YOUR GOAL
Please extract everything from "Late last year, Dallas" down to "mountain, Hopper said." in the article on pandemic learning loss below, word for word.

READING PASSAGE
== Segment start ==
Since the coronavirus pandemic struck early last year, students statewide struggled, resulting in a steep rise in learning loss. Now, with school resuming next month, Texas teachers are bracing themselves to play an untold amount of catch-up.
Late last year, Dallas ISD reported around 30% of its students lost learning in reading while half had lost learning in math. The numbers aren't much better statewide.
In June, the Texas Education Agency announced the spring 2021 standardized testing results. For districts where more than three-quarters of students learned virtually, the number of students who met math expectations dropped by 32 percentage points when compared with 2019.
Then, there’s the issue of retention. "I’m anticipating a very high turnover rate this coming school year, so we’re also going to have a lot of loss of experience and talent coming into the school year," Hopper said. "So we’ll be on even worse footing when it comes to implementing learning loss measures."
With a new batch of teachers and administrators comes some inexperience, and those employees are essentially being asked to move a mountain, Hopper said.
Last year, many of Hopper’s students “checked out” for at least half of the school year, meaning they also didn’t learn anything for that time, he said. That will be true across the board, further widening learning gaps.
Certain grade levels will be hit harder than others, Hopper said. By the time kids reach high school, they’re mainly literate and able to care for themselves, but elementary kids have missed out on important foundational abilities.
Dallas ISD teacher Naylee Azad knows her incoming pre-K4 students likely won’t have the same social and emotional skills as they would in typical semesters. Last year, some teachers pivoted to learning via online platforms, leaving kids less time to play together.
“As we know with teachers, they’ve been tired too this last year." – Colleen Eddy, associate professor at the University of North Texas
In some classrooms, 4-year-old students may be used to working on a tablet for six hours per day because teachers didn't provide tangible instructional materials, Azad said. There was also low pre-K attendance last year among 3-year-olds, meaning they didn’t get as many authentic opportunities to build a solid learning foundation.
Some young learners could be lacking social, emotional and fine motor skills, she said. “I think that catch-up is going to come in the form of: How many kids have even held a pencil?” Azad said.
“When they don’t touch Play-Doh, they don’t develop those muscles necessary for writing," she continued. "When they don’t use art supplies, they don’t know how to put them away.”
Many students and teachers have been in survival mode over the past year, said Colleen Eddy, an associate professor of mathematics education at the University of North Texas. Online instruction is less-than-ideal for teachers to interact with their students, especially for subjects like math.
Teachers have a tougher time responding to students when they’re in a virtual learning format, Eddy said. When it comes to learning math, educators need that in-person time to help each kid and gauge their progress.
To reconnect with students, teachers should focus on bringing in experiences kids face outside the classroom, she said. For instance, many families like to cook together, and recipes are good for learning fractions and proportions.
Eddy also encourages teachers looking for help to reach out to their local university education department. "As we know with teachers, they’ve been tired too this last year," she said.
== Segment end ==
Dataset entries
== Segment start ==
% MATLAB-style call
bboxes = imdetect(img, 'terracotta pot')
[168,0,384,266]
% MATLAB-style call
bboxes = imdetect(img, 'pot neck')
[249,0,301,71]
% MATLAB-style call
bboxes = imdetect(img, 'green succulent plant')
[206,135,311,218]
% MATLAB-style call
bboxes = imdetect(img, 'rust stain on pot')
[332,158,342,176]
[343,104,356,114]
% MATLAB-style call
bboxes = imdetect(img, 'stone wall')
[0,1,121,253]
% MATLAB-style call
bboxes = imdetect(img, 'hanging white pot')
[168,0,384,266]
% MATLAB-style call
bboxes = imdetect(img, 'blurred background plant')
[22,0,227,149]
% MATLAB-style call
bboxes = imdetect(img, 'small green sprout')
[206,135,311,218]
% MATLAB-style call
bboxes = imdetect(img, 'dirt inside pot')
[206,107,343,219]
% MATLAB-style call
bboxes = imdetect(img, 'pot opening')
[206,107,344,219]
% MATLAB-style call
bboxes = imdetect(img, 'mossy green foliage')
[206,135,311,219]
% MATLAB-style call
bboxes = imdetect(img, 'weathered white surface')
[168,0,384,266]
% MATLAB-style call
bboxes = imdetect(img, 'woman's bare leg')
== Segment end ==
SOLUTION
Late last year, Dallas ISD reported around 30% of its students lost learning in reading while half had lost learning in math. The numbers aren't much better statewide.
In June, the Texas Education Agency announced the spring 2021 standardized testing results. For districts where more than three-quarters of students learned virtually, the number of students who met math expectations dropped by 32 percentage points when compared with 2019.
Then, there’s the issue of retention. "I’m anticipating a very high turnover rate this coming school year, so we’re also going to have a lot of loss of experience and talent coming into the school year," Hopper said. "So we’ll be on even worse footing when it comes to implementing learning loss measures."
With a new batch of teachers and administrators comes some inexperience, and those employees are essentially being asked to move a mountain, Hopper said.